## What you should do
Gather every line in the listing below that contains the word "windshield" and copy each one unchanged.
^^^^
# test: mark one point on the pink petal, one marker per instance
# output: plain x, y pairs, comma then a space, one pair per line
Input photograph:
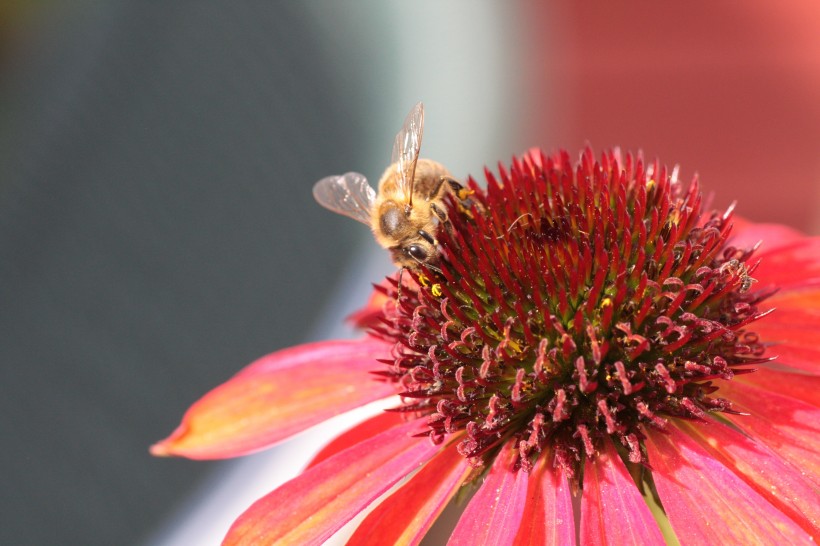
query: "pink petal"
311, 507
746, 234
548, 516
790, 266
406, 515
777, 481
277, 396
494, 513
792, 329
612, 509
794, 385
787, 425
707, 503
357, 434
^^^^
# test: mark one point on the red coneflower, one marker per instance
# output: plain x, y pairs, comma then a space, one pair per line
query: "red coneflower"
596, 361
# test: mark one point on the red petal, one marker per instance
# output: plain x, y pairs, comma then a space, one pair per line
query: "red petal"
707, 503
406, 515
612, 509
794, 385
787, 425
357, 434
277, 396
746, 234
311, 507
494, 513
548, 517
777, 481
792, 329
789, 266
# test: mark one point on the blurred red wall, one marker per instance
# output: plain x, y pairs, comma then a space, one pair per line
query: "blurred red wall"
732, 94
^^^^
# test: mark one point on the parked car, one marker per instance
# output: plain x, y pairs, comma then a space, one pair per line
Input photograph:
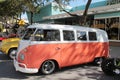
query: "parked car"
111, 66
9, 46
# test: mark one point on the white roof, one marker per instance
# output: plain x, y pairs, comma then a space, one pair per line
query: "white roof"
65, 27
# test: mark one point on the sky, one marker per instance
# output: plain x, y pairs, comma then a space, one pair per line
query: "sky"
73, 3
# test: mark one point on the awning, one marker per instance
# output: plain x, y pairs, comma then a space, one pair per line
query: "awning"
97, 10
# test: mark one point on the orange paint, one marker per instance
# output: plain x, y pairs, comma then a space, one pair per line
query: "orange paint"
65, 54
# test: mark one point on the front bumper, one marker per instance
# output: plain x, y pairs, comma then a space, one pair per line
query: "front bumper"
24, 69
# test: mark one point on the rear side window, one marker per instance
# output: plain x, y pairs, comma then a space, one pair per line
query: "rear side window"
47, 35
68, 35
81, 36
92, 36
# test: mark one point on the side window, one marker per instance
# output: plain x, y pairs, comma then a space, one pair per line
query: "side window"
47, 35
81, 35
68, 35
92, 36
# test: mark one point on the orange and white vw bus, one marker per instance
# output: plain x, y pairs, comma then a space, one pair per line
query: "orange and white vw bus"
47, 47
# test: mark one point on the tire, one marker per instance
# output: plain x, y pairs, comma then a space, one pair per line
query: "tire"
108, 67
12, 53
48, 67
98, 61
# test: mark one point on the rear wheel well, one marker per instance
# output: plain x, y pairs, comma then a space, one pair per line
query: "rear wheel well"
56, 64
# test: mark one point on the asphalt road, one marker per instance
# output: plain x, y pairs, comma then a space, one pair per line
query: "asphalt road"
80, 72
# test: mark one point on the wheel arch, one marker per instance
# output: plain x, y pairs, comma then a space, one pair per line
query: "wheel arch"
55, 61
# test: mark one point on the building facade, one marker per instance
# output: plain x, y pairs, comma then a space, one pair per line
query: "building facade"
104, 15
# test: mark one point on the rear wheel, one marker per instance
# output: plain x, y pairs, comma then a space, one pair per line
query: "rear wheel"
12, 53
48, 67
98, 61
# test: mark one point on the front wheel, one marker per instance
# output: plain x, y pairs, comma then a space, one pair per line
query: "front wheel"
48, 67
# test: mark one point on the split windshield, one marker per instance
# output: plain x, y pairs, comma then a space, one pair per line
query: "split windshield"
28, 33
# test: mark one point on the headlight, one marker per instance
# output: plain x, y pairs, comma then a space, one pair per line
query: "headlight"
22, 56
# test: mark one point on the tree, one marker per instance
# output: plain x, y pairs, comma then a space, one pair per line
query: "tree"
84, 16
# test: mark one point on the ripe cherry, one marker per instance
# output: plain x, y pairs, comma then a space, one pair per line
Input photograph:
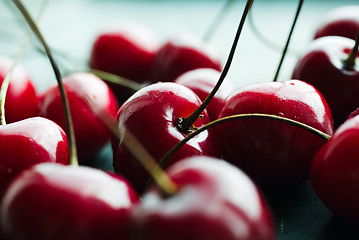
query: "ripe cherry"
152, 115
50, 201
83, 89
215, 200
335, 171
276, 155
^^^^
## Response to this exercise
# test: mark one point on the split windshield, one marker per instance
query: "split windshield"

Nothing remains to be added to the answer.